■ **Your instructions**
Rewrite the lines below with each "beanie" replaced by "cap" and everything else left unchanged. Leave the pictures out of your answer.

■ **Task input**

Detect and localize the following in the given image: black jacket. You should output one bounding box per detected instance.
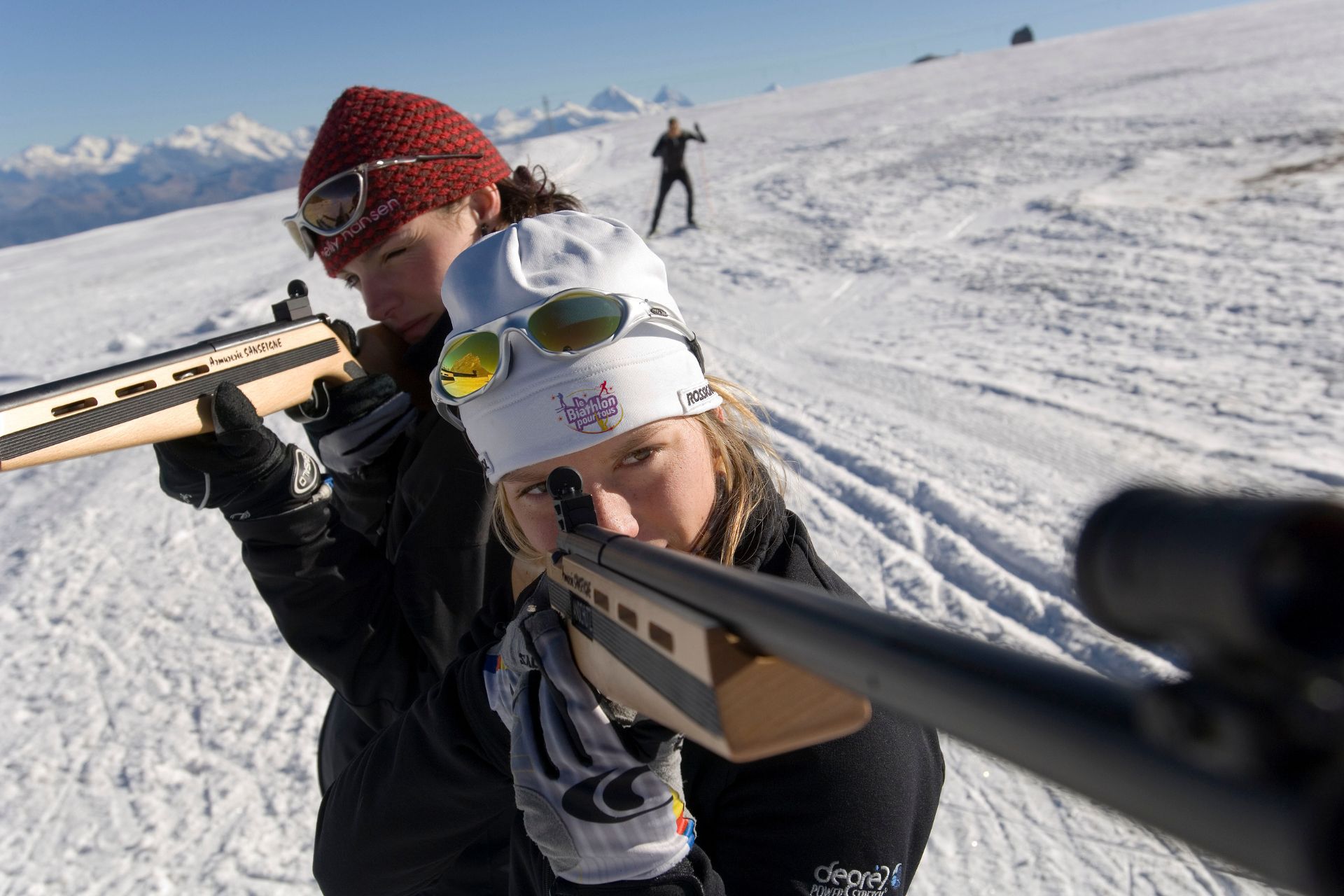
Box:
[232,314,508,729]
[650,130,706,172]
[313,503,944,896]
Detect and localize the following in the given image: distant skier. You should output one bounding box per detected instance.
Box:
[649,118,704,237]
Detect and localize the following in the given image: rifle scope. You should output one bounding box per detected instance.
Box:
[1078,488,1344,671]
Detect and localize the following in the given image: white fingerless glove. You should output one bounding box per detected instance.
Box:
[485,610,695,884]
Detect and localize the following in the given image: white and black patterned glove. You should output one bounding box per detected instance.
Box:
[485,610,695,884]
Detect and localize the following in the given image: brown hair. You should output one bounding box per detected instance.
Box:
[493,376,785,566]
[495,165,583,227]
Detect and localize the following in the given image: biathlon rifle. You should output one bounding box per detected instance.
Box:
[545,468,1344,895]
[0,279,411,470]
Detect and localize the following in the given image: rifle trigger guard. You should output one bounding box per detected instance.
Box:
[285,380,332,423]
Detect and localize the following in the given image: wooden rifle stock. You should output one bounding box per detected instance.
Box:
[0,281,364,470]
[547,468,1344,893]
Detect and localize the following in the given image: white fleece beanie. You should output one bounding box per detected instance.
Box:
[431,211,723,482]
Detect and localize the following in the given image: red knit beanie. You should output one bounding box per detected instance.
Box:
[298,88,510,276]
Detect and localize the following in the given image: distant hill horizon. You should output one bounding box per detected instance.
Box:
[0,85,694,248]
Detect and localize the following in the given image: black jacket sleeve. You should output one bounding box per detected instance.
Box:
[687,710,944,896]
[313,636,516,896]
[231,497,438,729]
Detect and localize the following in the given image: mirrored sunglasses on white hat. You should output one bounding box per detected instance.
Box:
[430,289,704,426]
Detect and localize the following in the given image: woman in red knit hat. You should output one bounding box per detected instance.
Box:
[155,88,580,893]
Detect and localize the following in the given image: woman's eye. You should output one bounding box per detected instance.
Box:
[621,447,653,466]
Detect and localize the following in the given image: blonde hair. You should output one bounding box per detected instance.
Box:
[493,376,786,566]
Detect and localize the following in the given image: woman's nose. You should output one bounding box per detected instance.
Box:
[590,486,640,539]
[359,281,396,321]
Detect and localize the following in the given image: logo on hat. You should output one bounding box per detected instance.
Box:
[551,382,625,435]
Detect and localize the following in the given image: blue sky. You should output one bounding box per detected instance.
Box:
[0,0,1258,158]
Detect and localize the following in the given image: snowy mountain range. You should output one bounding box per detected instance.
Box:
[0,86,691,247]
[0,0,1344,896]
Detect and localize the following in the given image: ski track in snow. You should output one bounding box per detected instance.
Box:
[0,0,1344,896]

■ **Answer to this exercise**
Detect and localize the following in the given image: black jacket. You should output one bounding box per detected instance.
Box:
[232,314,508,729]
[650,130,706,172]
[313,503,944,896]
Detect and localize the following in the given image: distant skier. You should output one bounding box per detected instance.
Box:
[649,118,704,237]
Detect and localize the following in the given image: rifle scope. You should output one bounding box per detected instance.
Box:
[1078,488,1344,671]
Detect and localize the following in the given image: white fingerless glove. You should output one bounding box per detected instance.
Box:
[485,610,695,884]
Detect and localize the following in the given image: white and black patterned glove. You should output one bounding box per detected instance.
Box:
[485,610,695,884]
Detect and localize the following in the given image: brown hair. You should output one bounding box per detected instance.
Box:
[493,376,785,566]
[495,165,583,227]
Detect and localize the following in the given image: biathlon rifle. You should output one bounding box per detected instance.
Box:
[545,468,1344,895]
[0,279,411,470]
Detect and localize the following in the given image: rifle trigger guard. You should output one bounding box per detected instance.
Box:
[285,380,332,423]
Detect and localize the following in the given image: wooden rifle stock. You should output one bounding box per detected instance.
Box:
[0,281,364,470]
[547,468,1344,893]
Detect and localize the following in the given image: white fleece cap. You should output one bounding box per detected instance.
Box:
[431,211,723,482]
Detect and localize the following in the given image: red knit cap. You should output one bounding box per detected instance.
Box:
[298,88,510,276]
Detect and localize the following in the given image: distant hill horizon. You should output one bounding box per detected instance.
Box:
[0,85,694,248]
Detect and localize the following in the given image: black jacket sleeve. You should output one bounding box per detected instance.
Box:
[687,710,944,896]
[313,636,516,896]
[231,497,438,729]
Detect and localize the following in the given image: mirrored sunglasses on white hat. You should output one bounding box per detected instance.
Box:
[430,289,704,426]
Detect and localize the following in the given image: woman in red knit hat. You should output one bounding box per detected instance.
Box:
[155,88,580,893]
Detect and localize the following in the given image: woman's eye. You should output one bounding box per detected instance.
Box:
[621,447,653,466]
Detect and localize the following in the given image: blonde hair. You should output one bounding box per detected instance.
Box:
[493,376,786,566]
Detect and localize the following in the given image: woman's nose. You should output one bounding box per detected instance.
Box:
[590,486,640,539]
[359,281,396,321]
Detect and localize the following in the given image: logo on hat. You should output one bounding box per detected instance.
Box:
[551,382,625,435]
Detect and localize the following in the given image: blue sky. You should output one bounding box per detected instance.
Box:
[0,0,1258,158]
Detect and localize the following in the given image: snowy mountain range. You should output one bounding box per detected instance.
Box:
[0,86,691,247]
[0,0,1344,896]
Detect and localize the following in the given image: ski track in snow. You should output one bounding box per detected instance.
Box:
[0,0,1344,896]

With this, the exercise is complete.